Direction -> Begin at the line that contains "Mark every instance of the thin" and repeat every line from there to the end of the records below, inclusive, without adding any other line.

(Coordinate annotation entries)
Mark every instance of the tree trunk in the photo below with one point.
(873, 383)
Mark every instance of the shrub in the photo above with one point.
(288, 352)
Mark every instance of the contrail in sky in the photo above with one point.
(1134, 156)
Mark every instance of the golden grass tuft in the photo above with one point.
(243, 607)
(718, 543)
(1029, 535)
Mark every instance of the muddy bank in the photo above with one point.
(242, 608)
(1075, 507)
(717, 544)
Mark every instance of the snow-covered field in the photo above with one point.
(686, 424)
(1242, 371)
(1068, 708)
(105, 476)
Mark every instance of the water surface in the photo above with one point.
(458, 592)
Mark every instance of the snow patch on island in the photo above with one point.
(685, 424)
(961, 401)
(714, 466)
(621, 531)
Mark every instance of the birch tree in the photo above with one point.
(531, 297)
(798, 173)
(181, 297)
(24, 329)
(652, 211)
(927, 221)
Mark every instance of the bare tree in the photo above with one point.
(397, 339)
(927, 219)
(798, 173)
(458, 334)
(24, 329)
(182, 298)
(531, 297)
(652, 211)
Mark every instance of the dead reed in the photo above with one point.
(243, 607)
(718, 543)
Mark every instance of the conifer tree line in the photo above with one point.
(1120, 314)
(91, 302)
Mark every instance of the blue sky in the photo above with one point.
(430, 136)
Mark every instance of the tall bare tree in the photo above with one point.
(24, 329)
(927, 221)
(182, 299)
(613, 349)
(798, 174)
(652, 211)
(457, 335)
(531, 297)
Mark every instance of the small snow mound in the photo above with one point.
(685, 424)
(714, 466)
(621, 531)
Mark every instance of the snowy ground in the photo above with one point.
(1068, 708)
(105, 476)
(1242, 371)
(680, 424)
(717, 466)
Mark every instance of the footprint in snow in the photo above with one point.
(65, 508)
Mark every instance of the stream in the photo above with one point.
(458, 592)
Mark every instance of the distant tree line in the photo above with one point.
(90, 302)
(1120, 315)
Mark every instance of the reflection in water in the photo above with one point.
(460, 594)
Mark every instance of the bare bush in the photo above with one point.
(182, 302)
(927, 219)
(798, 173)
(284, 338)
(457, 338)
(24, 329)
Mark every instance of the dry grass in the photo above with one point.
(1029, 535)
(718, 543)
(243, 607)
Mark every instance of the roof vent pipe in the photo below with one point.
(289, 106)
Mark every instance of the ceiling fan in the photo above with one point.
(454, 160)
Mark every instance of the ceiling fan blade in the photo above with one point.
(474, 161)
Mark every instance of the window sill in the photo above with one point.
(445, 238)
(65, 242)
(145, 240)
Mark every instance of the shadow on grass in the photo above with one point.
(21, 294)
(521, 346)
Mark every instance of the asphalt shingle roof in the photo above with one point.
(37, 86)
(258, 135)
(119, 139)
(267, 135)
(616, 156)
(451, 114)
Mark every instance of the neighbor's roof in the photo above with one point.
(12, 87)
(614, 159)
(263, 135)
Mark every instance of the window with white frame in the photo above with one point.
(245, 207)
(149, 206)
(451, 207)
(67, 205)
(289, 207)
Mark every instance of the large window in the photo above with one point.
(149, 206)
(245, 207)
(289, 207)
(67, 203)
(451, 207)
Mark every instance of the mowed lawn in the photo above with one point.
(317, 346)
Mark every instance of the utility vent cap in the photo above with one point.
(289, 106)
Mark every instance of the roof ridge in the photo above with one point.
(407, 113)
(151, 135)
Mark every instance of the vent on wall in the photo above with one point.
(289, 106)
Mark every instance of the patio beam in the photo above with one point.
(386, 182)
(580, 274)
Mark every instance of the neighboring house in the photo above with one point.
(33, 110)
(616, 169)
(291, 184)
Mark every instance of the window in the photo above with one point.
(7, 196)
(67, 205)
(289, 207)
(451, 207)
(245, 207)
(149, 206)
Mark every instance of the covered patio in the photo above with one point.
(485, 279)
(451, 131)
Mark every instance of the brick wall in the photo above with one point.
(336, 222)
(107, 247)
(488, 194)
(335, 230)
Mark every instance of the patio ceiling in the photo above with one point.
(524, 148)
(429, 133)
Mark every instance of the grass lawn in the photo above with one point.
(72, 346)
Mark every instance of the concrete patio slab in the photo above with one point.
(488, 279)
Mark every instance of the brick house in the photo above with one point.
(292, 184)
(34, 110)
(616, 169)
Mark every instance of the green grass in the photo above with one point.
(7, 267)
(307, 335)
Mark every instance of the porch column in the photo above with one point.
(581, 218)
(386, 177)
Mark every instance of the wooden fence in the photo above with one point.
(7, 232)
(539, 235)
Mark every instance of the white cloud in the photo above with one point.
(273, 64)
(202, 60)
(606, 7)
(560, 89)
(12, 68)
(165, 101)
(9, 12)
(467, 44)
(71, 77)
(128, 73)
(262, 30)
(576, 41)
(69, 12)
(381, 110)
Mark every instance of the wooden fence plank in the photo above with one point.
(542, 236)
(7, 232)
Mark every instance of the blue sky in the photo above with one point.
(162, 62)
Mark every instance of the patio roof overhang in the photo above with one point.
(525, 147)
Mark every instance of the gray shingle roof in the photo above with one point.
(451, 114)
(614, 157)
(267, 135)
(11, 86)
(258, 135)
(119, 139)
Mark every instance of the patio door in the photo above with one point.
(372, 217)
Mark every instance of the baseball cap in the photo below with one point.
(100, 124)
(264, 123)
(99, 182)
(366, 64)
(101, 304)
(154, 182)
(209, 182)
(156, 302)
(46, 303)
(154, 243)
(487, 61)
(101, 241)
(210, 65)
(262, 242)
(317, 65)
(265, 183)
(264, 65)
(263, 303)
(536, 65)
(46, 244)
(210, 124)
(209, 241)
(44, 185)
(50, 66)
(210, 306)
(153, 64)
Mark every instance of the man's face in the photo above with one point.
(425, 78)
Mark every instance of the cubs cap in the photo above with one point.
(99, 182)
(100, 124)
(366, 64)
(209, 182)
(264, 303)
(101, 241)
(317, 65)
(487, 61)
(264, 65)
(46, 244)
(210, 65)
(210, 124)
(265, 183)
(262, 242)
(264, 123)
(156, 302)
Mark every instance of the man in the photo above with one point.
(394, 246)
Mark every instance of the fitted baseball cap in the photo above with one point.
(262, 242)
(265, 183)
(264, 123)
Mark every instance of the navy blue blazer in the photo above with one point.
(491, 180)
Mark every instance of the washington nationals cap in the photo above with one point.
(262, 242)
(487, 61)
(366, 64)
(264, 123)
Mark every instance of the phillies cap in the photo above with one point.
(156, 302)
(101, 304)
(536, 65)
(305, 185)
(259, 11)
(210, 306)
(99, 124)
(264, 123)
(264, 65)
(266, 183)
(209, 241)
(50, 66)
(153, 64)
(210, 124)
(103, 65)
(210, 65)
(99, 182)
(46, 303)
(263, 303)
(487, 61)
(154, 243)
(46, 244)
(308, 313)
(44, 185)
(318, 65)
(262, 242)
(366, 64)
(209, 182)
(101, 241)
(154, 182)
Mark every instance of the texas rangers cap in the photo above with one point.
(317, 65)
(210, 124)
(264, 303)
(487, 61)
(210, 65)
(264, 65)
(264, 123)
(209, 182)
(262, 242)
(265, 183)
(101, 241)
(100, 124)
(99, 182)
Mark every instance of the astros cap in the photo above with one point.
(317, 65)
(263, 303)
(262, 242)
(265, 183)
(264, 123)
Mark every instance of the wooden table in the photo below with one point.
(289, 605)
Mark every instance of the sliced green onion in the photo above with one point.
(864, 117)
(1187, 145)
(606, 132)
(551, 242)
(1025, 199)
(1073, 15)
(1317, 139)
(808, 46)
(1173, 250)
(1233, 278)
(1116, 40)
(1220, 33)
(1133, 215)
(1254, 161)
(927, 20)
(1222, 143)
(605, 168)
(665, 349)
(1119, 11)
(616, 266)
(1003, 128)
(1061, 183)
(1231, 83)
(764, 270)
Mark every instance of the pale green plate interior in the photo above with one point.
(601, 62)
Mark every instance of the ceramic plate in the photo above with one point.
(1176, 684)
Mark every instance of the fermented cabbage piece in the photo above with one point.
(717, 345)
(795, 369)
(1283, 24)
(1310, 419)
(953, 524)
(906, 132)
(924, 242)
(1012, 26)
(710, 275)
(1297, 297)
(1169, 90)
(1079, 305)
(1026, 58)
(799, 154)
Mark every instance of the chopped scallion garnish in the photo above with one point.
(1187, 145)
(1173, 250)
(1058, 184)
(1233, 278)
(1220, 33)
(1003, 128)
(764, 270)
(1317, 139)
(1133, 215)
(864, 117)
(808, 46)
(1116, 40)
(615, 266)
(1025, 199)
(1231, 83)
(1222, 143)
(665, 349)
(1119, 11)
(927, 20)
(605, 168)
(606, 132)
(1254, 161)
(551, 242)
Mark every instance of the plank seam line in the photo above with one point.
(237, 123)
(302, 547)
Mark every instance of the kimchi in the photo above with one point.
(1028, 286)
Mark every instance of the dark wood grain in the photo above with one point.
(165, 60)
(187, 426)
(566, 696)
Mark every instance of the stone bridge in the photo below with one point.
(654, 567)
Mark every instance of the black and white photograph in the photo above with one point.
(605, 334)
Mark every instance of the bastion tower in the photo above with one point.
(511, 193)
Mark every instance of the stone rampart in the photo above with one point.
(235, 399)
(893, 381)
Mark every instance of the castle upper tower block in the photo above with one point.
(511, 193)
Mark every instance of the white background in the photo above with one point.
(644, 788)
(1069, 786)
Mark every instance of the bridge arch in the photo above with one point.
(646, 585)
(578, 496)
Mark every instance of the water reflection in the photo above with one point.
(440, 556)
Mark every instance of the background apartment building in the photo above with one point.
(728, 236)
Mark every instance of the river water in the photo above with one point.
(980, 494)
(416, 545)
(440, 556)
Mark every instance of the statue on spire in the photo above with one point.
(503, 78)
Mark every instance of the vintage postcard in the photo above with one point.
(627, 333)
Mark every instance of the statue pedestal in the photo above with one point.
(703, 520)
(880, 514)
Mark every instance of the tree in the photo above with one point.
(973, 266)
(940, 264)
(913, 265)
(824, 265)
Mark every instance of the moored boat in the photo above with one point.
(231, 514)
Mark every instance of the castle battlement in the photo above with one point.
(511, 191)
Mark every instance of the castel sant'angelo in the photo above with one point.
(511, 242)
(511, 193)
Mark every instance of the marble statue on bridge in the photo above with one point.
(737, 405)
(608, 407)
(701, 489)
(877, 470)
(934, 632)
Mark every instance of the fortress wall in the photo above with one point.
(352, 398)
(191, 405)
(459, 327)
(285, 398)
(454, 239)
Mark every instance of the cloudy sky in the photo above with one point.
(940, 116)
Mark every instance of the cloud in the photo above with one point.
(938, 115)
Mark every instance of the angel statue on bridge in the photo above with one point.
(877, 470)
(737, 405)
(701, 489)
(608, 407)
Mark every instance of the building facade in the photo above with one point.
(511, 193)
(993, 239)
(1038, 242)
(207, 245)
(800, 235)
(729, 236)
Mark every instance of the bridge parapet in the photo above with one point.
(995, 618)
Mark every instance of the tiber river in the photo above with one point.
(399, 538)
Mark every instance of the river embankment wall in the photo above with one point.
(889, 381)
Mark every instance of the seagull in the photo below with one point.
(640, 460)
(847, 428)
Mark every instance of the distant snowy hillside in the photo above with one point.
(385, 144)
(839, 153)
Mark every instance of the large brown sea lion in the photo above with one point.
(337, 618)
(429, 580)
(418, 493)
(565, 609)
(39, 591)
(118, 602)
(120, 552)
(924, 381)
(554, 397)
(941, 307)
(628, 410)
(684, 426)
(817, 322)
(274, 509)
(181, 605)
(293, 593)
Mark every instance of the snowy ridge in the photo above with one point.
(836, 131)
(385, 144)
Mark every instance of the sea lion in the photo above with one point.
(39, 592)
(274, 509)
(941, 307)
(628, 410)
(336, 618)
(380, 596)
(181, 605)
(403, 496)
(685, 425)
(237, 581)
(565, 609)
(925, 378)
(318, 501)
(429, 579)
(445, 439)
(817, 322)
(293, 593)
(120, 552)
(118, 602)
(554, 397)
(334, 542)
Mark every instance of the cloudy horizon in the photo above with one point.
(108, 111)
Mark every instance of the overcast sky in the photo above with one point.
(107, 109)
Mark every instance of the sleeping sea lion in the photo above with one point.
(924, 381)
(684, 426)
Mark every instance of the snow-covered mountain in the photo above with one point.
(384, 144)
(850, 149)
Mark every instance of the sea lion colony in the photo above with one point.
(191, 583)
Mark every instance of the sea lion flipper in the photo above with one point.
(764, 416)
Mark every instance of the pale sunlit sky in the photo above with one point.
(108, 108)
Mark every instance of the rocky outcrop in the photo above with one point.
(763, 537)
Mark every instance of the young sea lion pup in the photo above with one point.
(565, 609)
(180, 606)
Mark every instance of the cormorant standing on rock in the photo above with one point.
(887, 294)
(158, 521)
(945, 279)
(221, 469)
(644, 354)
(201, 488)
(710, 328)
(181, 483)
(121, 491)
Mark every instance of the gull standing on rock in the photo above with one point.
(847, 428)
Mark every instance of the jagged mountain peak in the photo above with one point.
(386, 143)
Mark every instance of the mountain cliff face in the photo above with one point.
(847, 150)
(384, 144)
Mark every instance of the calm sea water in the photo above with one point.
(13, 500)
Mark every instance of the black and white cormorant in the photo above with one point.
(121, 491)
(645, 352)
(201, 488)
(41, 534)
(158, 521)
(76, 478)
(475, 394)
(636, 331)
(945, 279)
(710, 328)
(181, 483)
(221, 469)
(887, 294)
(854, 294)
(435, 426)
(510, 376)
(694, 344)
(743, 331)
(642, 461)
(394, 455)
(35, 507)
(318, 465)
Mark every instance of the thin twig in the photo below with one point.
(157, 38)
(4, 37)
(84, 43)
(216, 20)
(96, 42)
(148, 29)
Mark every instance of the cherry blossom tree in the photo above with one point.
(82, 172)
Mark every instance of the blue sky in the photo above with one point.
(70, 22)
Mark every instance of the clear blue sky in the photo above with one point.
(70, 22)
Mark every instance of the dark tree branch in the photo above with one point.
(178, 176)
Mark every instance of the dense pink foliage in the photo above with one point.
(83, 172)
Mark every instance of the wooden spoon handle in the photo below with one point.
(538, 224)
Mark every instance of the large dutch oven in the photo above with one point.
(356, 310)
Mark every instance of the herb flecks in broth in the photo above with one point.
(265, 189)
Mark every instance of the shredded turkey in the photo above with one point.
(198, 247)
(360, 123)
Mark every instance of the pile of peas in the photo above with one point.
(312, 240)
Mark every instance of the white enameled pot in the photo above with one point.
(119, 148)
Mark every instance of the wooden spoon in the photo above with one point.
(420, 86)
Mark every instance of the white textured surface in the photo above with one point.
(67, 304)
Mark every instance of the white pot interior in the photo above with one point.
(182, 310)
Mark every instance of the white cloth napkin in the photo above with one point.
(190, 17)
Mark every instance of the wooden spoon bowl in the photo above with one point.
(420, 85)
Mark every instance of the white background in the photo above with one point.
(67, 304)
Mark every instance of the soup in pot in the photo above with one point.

Full output ->
Mark every instance of the thin twig in the photo below with one point.
(157, 38)
(4, 37)
(84, 43)
(216, 20)
(96, 42)
(148, 29)
Mark every instance of the cherry blossom tree in the photo above with one point.
(82, 172)
Mark every instance of the blue sky in the photo above with one point.
(70, 22)
Mark every instance of the clear blue sky in the photo above with one point.
(70, 22)
Mark every instance of the dark tree branch in the photo above with one point.
(178, 176)
Mark every instance of the dense pink foliage in the photo above with one point.
(83, 172)
Mark every instance of the wooden spoon handle in the photo below with one point.
(538, 224)
Mark every instance of the large dutch oven in the photo above with one point.
(356, 310)
Mark every instance of the herb flecks in broth in the photo above with one point.
(265, 189)
Mark every instance of the shredded turkey in the photo above with one point.
(198, 247)
(360, 123)
Mark every instance of the pile of peas in the photo above with one point.
(312, 240)
Mark every instance of the white enameled pot in the photo above with one point.
(119, 148)
Mark every instance of the wooden spoon in the photo above with one point.
(420, 86)
Mark every instance of the white textured surface in the photo above with one point.
(67, 304)
Mark every instance of the white pot interior in the photo above with one point.
(182, 310)
Mark every instance of the white cloth napkin in the photo above with one point.
(190, 17)
Mark every instance of the wooden spoon bowl in the photo above with one point.
(420, 85)
Mark every instance of the white background in the photo above with one point.
(67, 304)
Mark every instance of the soup in pot in the photo above with one point.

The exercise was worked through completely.